--- EXERCISE OBJECTIVE ---
Copy from the text on email dys-communication at work, word for word, the part that opens with the words containing "Instead of addressing" and closes with "the issue continues.".

BEGIN SOURCE TEXT

Three Steps to Avoid Dys-communication at Work
Three Steps to Avoid Dys-communication at Work
Have you ever wondered how there can be so much communication
about an issue and nothing ever seems to get resolved about it?
One thing to consider is that much of the supposed communication
about the issue is happening on email. It typically proceeds in
this fashion: Someone identifies an issue and sends an email
about it to the person who may be responsible for it, as well as
copies to other individuals within the organization who may have
an interest in the same topic. The person receiving the email
may feel defensive or embarrassed at the public airing of the
problem (after seeing all the cc's receiving the same message).
Instead of addressing the issue, the receiver may move into a
defensive posture either by denying the problem exists or
forwarding the message to another person in the organization who
can be put on the spot for the same issue. This person may
respond in a similar fashion until a cycle of what I refer to as
dys-communication is perpetuated. And the issue continues.
Here are some easy steps to avoiding dys-communication using
email:
1. When an issue or problem is identified, use verbal
communication (either in person, or by phone) to communicate the
concern. This verbal communication gives the receiver the
ability to clarify by asking questions, and gives the sender the
ability to gauge the receiver's understanding and willingness to
correct the situation. This communication should be done
personally and not in front of others so as to avoid any
defensiveness in the receiver.

END SOURCE TEXT
BEGIN COLLECTED DATA

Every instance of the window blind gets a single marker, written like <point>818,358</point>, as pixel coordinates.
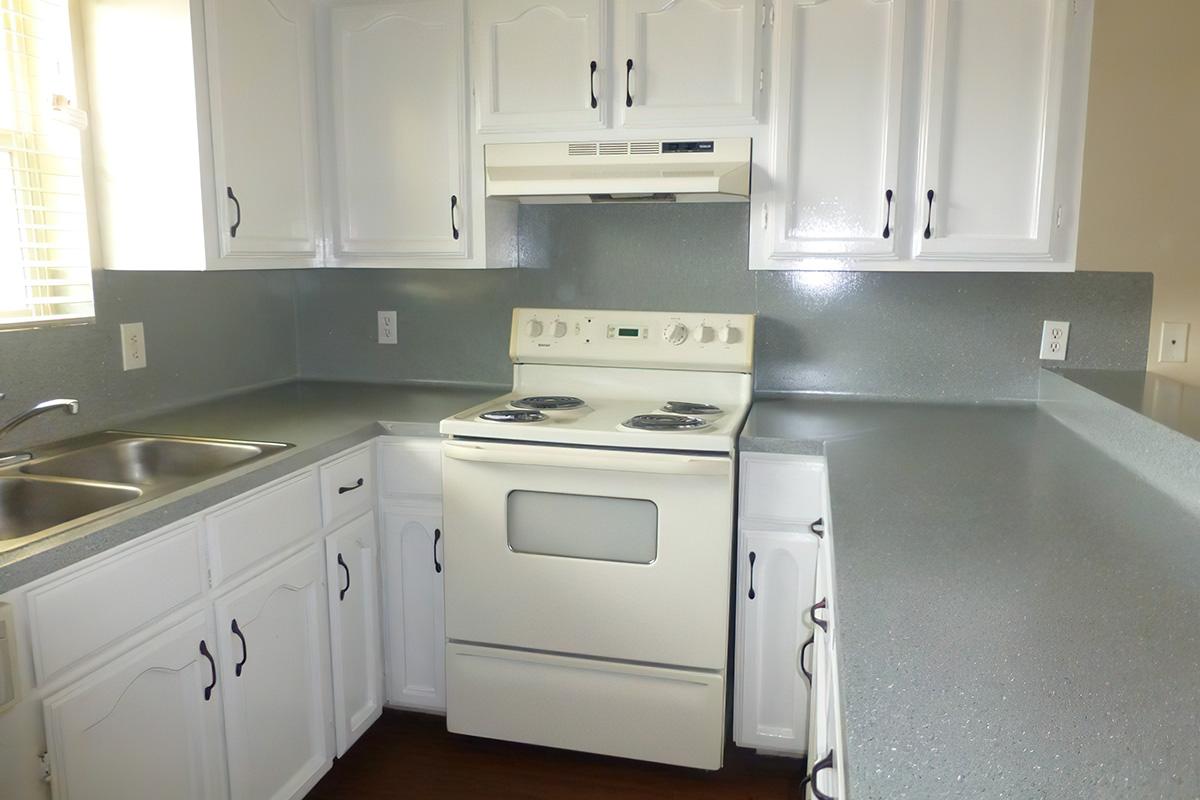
<point>45,253</point>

END COLLECTED DATA

--- ANSWER ---
Instead of addressing the issue, the receiver may move into a
defensive posture either by denying the problem exists or
forwarding the message to another person in the organization who
can be put on the spot for the same issue. This person may
respond in a similar fashion until a cycle of what I refer to as
dys-communication is perpetuated. And the issue continues.